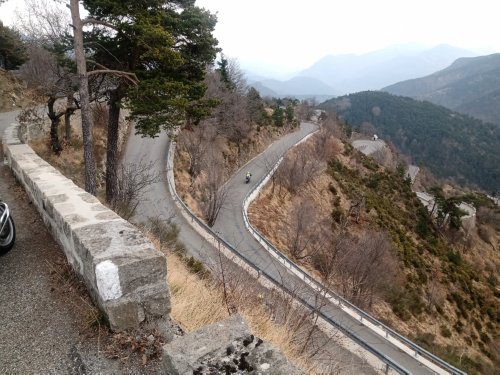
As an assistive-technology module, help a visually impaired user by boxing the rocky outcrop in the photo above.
[163,315,303,375]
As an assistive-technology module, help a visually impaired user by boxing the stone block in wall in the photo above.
[3,124,171,331]
[163,315,303,375]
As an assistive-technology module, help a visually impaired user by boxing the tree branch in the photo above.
[88,69,139,85]
[82,18,118,31]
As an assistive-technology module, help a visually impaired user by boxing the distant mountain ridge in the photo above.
[299,45,477,94]
[382,53,500,124]
[250,76,338,97]
[319,91,500,192]
[247,45,477,97]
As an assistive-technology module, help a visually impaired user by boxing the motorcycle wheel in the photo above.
[0,216,16,255]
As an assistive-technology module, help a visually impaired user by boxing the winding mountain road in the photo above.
[123,123,447,374]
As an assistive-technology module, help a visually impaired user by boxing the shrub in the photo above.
[439,326,451,338]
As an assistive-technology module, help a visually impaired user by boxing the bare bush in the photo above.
[286,199,329,260]
[313,231,398,307]
[337,231,397,306]
[201,149,229,227]
[276,144,326,194]
[111,159,165,219]
[178,124,217,179]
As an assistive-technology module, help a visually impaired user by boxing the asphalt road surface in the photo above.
[124,123,433,374]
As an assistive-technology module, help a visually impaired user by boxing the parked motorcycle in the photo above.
[0,201,16,255]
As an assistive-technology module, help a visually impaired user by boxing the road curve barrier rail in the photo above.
[242,150,467,375]
[167,142,412,375]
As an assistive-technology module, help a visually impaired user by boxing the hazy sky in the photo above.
[0,0,500,75]
[196,0,500,73]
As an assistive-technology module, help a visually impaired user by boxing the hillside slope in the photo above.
[320,91,500,192]
[382,53,500,124]
[249,118,500,374]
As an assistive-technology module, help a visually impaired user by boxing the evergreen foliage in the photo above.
[319,91,500,192]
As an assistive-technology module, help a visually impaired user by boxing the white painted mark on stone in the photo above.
[95,260,122,301]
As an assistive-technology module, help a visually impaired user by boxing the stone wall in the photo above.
[3,125,170,331]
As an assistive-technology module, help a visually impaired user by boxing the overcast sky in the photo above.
[0,0,500,75]
[196,0,500,73]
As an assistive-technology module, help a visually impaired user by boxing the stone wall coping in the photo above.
[3,124,170,331]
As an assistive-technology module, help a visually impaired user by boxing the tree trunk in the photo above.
[47,96,62,155]
[106,88,121,205]
[64,94,76,142]
[70,0,96,195]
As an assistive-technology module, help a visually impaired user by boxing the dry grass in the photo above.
[166,252,315,373]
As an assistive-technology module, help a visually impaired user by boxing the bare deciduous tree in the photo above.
[112,159,164,220]
[201,149,229,227]
[276,144,326,195]
[286,198,329,260]
[178,124,217,179]
[20,44,79,155]
[335,231,397,306]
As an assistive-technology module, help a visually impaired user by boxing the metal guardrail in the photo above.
[167,135,467,375]
[243,142,467,375]
[167,142,412,375]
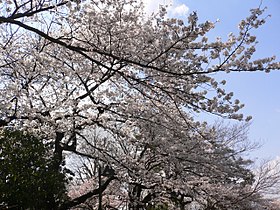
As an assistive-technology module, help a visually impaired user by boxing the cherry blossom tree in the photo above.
[0,0,280,209]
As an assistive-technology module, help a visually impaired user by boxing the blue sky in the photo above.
[145,0,280,159]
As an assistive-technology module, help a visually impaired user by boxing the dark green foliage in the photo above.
[0,130,66,209]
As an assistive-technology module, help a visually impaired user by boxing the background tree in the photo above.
[0,129,67,209]
[0,0,280,209]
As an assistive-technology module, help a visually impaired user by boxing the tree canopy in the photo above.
[0,0,280,209]
[0,130,67,209]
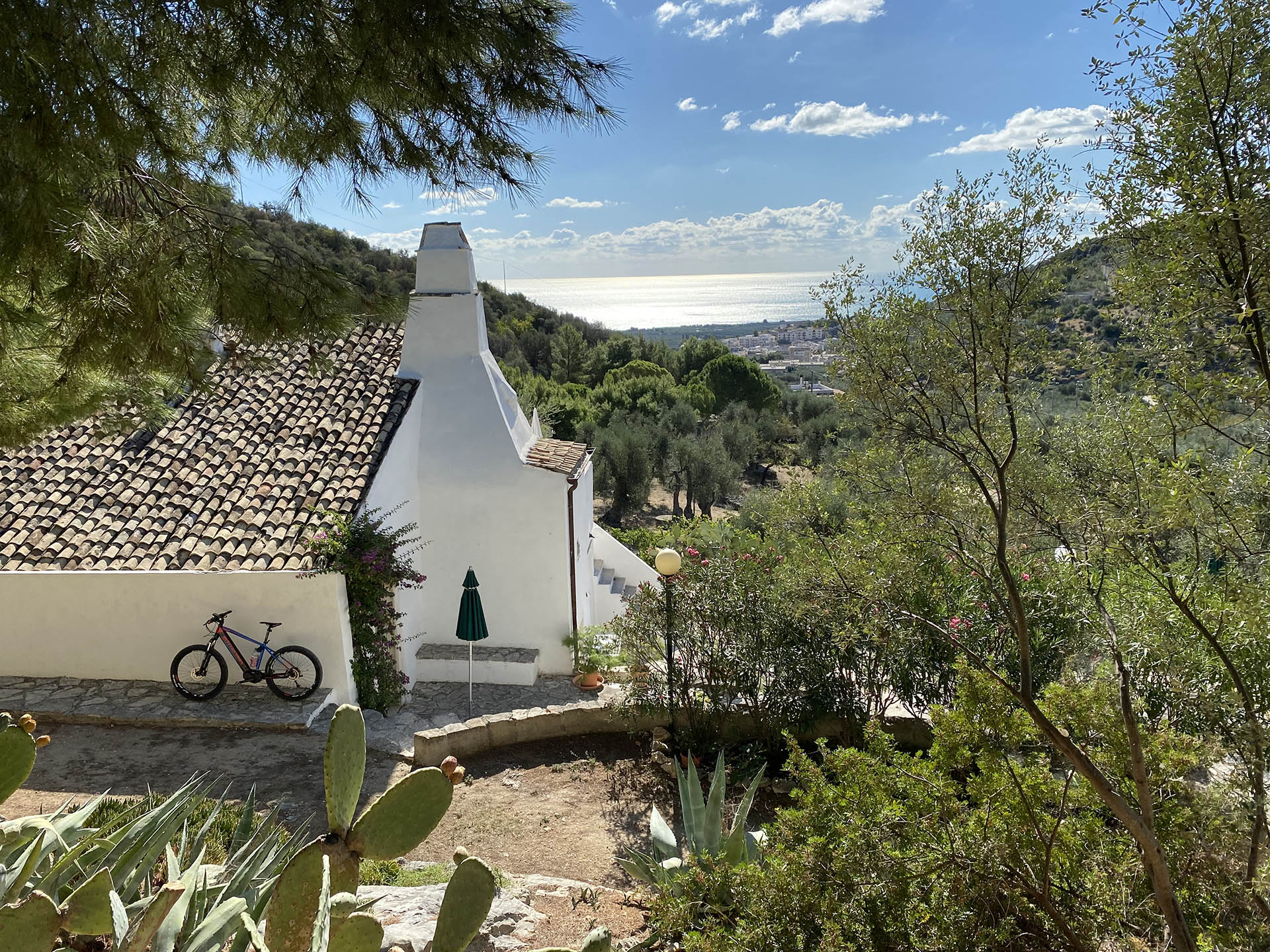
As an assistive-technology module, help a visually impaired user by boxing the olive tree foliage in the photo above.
[0,0,617,446]
[1087,0,1270,413]
[822,147,1198,949]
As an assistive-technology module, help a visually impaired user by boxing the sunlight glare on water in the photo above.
[483,272,829,330]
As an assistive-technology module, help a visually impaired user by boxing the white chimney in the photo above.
[398,222,534,462]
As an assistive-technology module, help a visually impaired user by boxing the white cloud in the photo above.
[548,196,605,208]
[457,196,921,273]
[767,0,884,37]
[940,105,1109,155]
[749,114,790,132]
[656,0,762,40]
[749,99,913,138]
[419,188,498,214]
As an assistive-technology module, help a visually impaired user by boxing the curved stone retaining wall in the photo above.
[414,702,931,767]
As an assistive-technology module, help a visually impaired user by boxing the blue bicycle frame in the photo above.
[207,622,291,680]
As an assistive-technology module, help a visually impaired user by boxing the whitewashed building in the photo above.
[0,222,657,701]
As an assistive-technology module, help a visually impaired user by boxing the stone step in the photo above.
[414,639,538,664]
[414,639,538,684]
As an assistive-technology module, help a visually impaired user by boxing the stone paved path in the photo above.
[0,675,330,730]
[0,675,621,760]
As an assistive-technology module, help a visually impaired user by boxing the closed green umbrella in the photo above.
[454,565,489,717]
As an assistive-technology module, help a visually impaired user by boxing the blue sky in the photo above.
[241,0,1113,278]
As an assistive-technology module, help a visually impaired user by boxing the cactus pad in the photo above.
[348,767,453,859]
[0,723,36,803]
[326,912,384,952]
[61,868,114,935]
[580,926,613,952]
[432,857,497,952]
[323,705,366,835]
[264,839,326,952]
[0,892,62,952]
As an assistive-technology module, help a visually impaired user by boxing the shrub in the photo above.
[304,509,425,711]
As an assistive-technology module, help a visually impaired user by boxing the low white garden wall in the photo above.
[0,571,357,702]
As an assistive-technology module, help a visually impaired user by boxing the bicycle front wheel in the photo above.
[171,645,230,701]
[264,645,321,701]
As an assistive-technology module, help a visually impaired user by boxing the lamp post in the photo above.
[653,548,683,735]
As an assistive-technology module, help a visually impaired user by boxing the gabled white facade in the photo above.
[366,222,595,683]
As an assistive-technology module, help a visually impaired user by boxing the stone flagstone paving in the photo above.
[0,675,330,730]
[0,675,622,760]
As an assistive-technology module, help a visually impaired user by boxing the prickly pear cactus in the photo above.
[264,705,490,952]
[0,713,36,803]
[0,892,62,952]
[432,857,498,952]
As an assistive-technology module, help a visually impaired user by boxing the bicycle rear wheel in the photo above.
[264,645,321,701]
[171,645,230,701]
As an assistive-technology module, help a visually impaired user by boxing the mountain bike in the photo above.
[171,612,321,701]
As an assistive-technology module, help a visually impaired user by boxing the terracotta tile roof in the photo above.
[525,436,589,476]
[0,326,415,570]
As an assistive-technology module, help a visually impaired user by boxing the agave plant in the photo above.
[0,719,292,952]
[617,750,763,889]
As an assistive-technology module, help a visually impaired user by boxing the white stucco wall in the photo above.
[0,571,356,702]
[366,225,579,678]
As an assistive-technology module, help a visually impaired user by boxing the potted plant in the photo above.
[564,625,617,690]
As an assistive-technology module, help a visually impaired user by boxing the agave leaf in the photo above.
[190,787,232,868]
[242,912,269,952]
[0,832,44,902]
[116,882,185,952]
[58,868,114,935]
[151,853,203,952]
[701,750,726,855]
[110,890,128,948]
[648,806,679,859]
[228,783,255,855]
[722,767,763,865]
[182,896,246,952]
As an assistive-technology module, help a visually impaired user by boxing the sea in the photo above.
[489,272,829,330]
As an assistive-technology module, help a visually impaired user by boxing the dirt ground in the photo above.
[3,721,675,889]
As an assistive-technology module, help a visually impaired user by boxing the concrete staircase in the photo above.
[592,559,636,625]
[414,639,538,684]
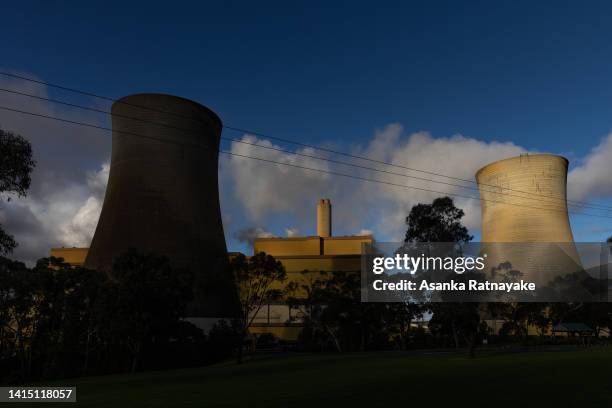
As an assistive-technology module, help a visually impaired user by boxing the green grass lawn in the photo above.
[26,349,612,408]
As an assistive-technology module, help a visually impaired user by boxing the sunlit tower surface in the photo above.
[476,154,580,283]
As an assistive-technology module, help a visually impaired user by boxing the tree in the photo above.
[231,252,287,364]
[404,197,480,356]
[0,129,36,255]
[404,197,473,243]
[103,250,193,372]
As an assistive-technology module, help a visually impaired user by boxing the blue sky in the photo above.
[0,1,612,260]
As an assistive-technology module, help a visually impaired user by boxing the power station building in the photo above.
[51,199,374,341]
[251,199,374,340]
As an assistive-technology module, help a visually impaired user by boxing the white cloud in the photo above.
[224,124,525,240]
[234,227,276,246]
[567,133,612,200]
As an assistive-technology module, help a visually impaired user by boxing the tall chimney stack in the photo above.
[317,198,331,238]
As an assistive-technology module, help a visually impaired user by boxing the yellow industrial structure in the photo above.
[51,248,89,266]
[251,199,374,340]
[51,199,373,340]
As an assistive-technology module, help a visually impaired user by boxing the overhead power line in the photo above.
[0,71,612,210]
[0,106,612,218]
[0,88,612,211]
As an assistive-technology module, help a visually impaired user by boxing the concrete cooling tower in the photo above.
[85,94,236,317]
[476,154,580,283]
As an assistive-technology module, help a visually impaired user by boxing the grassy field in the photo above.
[26,349,612,408]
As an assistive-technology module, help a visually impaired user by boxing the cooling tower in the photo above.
[476,154,580,284]
[86,94,236,317]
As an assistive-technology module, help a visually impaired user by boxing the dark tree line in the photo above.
[0,251,235,382]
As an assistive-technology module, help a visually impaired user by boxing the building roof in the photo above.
[553,323,593,333]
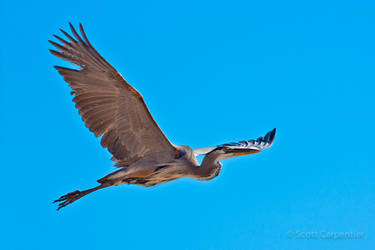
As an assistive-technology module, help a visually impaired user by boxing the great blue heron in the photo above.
[49,24,276,209]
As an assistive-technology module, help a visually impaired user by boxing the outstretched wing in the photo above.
[49,24,178,166]
[194,128,276,156]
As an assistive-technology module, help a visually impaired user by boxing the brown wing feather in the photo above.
[50,24,178,166]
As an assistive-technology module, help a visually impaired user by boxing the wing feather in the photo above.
[50,24,178,166]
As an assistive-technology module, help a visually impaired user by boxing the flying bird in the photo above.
[49,24,276,210]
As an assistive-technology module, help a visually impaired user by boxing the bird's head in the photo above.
[194,129,276,160]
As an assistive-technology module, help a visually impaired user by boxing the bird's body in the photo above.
[50,25,276,209]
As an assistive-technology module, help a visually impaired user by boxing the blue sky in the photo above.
[0,0,375,249]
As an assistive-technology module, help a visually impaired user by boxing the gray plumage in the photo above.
[50,24,276,209]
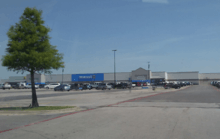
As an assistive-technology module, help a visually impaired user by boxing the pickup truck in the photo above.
········
WHAT THE TASK REQUIRES:
Rewrite the listing, starting with the line containing "staircase in the photo above." and going on through the line containing "[0,1,612,260]", with "sunlit tower surface" changed to "brick tower surface" and everything else unchanged. Leave the pictures out.

OUTPUT FOR THIS EXERCISE:
As an assistive-technology module, help a visually impaired user by boxing the concrete staircase in the photo above.
[592,559,636,625]
[414,639,538,684]
As an assistive-technology module, help a visually impaired user by boxing the green grass lawn in the photo above.
[26,349,612,408]
As an assistive-technology module, help a visually impaired user by boxing the brick tower surface in the photo above.
[476,154,580,283]
As an assistive-technology module, help a visually impaired user by boxing the tree in the photo above.
[231,252,287,364]
[404,197,480,356]
[0,129,36,255]
[404,197,473,243]
[103,250,193,372]
As an assistive-technology module, help a visually impaired user by boxing the blue sky in the photo above.
[0,1,612,260]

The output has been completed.